Start at the line below containing "-- sample [22,104]." and stop at the line containing "-- sample [87,75].". Repeat every line of that stretch exactly, and nothing outside it.

» **Data listing**:

+++

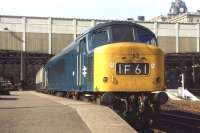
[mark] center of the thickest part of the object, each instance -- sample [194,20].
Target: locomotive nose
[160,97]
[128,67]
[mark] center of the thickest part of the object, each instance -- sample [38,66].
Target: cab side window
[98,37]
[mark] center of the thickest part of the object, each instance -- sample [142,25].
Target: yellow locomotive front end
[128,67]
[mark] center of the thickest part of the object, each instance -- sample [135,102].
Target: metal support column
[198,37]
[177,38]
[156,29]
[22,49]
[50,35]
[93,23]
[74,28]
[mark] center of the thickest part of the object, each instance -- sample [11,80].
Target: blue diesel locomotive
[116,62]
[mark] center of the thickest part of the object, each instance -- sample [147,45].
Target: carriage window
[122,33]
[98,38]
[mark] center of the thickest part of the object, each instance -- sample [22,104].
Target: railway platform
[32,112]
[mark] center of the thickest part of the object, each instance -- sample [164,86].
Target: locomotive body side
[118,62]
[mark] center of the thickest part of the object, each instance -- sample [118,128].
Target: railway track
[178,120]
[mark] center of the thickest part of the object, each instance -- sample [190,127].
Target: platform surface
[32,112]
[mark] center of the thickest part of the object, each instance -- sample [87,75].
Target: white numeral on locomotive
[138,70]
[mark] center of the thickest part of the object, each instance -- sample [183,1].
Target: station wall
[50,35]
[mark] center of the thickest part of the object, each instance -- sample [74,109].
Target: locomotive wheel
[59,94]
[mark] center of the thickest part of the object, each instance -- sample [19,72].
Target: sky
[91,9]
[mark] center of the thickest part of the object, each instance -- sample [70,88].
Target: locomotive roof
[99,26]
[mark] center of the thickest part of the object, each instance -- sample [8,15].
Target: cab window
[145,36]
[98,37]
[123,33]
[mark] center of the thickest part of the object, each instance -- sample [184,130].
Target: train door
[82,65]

+++

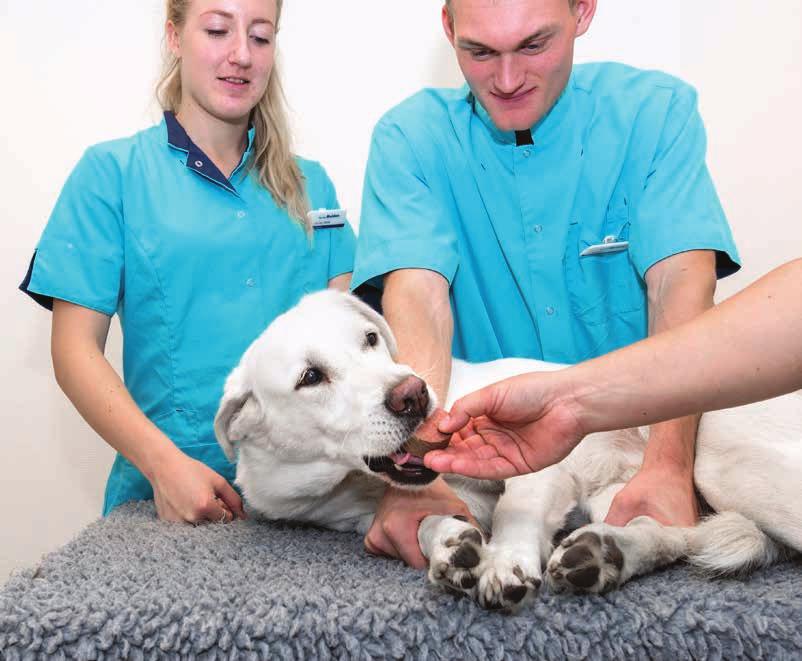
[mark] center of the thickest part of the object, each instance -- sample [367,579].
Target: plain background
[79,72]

+++

» **Answer**:
[mark] center of the thickest part of the object, each instance -- sample [22,104].
Target: railway platform
[32,112]
[mark] center of the thickest part of the object, each instance -- sample [164,86].
Target: locomotive body side
[118,62]
[mark] center of the thickest part of the object, each instance -- sample [118,128].
Target: railway track
[178,120]
[mark] center of the thickest part of the object, each instance -- sample [190,127].
Target: platform surface
[32,112]
[mark] center of the thickest part of the object, each instance -- sample [87,75].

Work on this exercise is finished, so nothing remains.